THE PROBLEM
Scan the entries below. Report each line where the string "sleeve" occurs.

─── RECORDS FOR THIS TASK

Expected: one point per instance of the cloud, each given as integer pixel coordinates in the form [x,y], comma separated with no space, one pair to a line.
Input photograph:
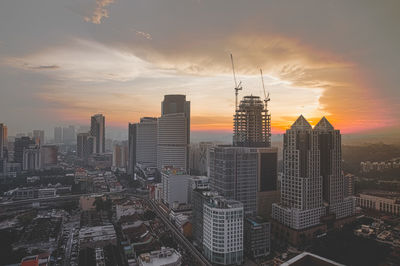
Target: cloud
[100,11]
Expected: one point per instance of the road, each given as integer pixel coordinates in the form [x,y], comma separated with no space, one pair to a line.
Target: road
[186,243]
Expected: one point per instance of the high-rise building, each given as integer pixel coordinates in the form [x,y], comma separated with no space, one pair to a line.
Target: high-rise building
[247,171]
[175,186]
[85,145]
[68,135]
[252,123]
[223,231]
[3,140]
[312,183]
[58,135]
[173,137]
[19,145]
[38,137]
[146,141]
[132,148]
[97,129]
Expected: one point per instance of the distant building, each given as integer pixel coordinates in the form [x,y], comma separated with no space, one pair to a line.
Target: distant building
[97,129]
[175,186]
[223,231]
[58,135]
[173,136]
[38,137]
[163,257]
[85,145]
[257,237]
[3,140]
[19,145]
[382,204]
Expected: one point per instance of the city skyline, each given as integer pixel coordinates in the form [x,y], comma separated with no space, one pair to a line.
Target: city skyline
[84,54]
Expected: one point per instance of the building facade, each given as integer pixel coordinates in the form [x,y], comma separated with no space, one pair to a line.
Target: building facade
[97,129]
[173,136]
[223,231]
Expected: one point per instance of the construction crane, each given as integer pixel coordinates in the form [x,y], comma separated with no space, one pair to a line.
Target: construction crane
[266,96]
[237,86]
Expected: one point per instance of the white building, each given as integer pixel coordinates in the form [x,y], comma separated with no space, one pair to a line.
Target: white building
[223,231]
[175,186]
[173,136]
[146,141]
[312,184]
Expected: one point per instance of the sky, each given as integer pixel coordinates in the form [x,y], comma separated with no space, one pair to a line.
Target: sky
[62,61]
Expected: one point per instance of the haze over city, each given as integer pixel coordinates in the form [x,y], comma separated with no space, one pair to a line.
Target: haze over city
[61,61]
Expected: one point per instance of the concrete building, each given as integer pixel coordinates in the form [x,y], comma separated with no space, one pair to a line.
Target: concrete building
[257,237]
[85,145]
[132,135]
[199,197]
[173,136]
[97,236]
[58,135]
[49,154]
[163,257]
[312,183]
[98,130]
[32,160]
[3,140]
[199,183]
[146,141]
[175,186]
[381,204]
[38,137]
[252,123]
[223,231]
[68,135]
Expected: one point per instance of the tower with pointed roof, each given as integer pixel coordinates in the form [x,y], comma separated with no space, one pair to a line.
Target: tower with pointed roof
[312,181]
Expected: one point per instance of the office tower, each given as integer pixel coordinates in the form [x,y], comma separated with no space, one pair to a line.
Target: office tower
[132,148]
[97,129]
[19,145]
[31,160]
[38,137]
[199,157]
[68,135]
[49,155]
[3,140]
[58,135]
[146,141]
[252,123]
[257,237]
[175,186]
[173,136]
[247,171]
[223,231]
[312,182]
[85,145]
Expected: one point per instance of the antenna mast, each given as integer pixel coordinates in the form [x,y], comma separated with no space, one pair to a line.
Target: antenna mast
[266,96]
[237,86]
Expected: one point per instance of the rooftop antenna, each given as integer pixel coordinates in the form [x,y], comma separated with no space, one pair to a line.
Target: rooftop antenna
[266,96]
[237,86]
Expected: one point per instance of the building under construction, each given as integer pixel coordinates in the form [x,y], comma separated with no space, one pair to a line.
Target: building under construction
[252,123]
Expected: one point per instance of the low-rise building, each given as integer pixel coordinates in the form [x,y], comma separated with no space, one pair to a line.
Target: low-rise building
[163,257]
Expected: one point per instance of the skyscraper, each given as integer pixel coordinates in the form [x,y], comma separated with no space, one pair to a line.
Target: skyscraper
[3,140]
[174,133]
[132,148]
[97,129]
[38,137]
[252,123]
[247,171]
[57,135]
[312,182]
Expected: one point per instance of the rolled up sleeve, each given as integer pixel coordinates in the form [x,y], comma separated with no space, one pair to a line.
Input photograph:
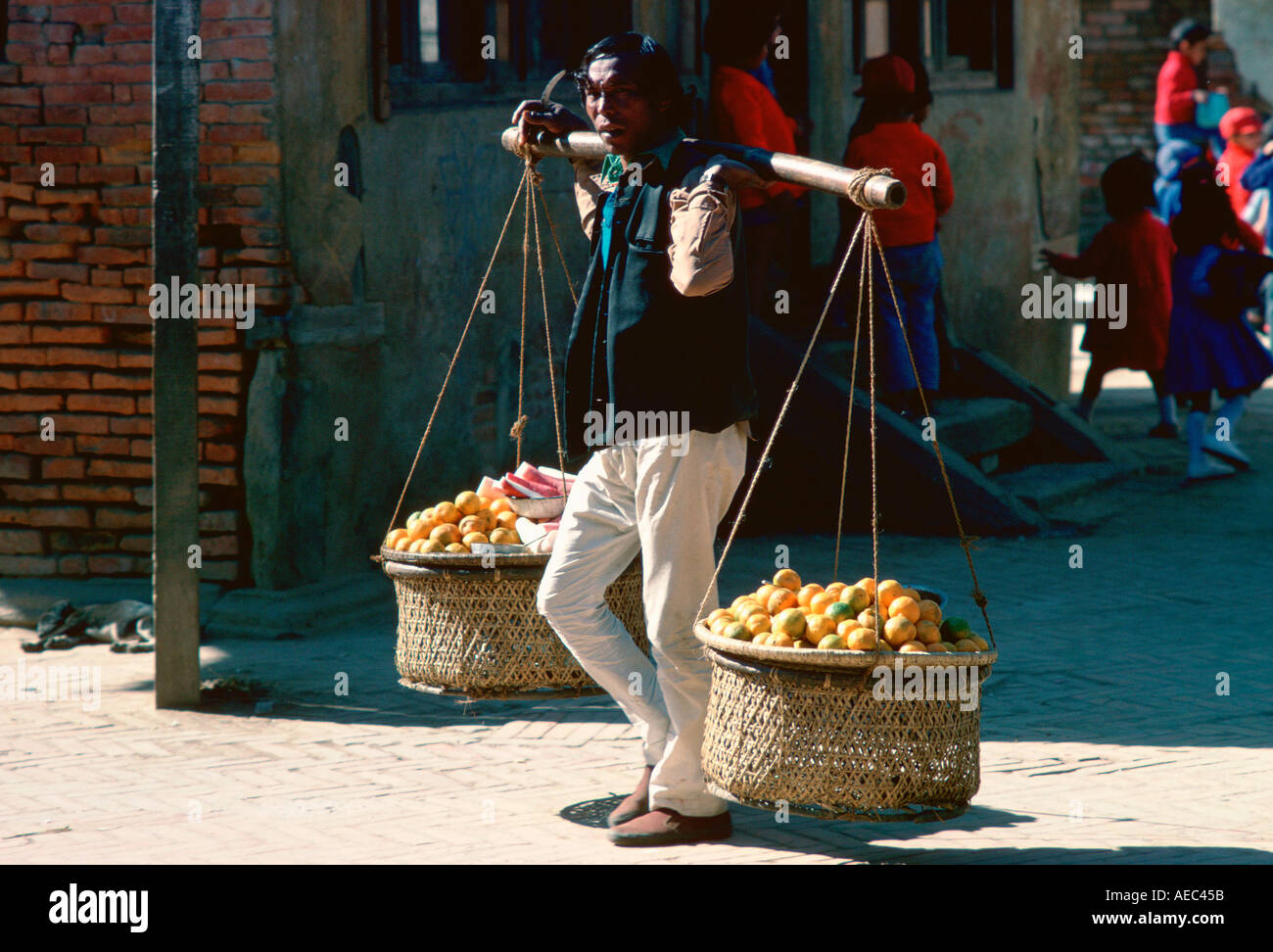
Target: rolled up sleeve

──────

ANSWER TO THIS TASK
Expected: one point per instance of the rolled up sleeve, each given as integer pixel coordinates in the form [x,y], comma separated with no space, one pair to a line.
Target: rolled up sleeve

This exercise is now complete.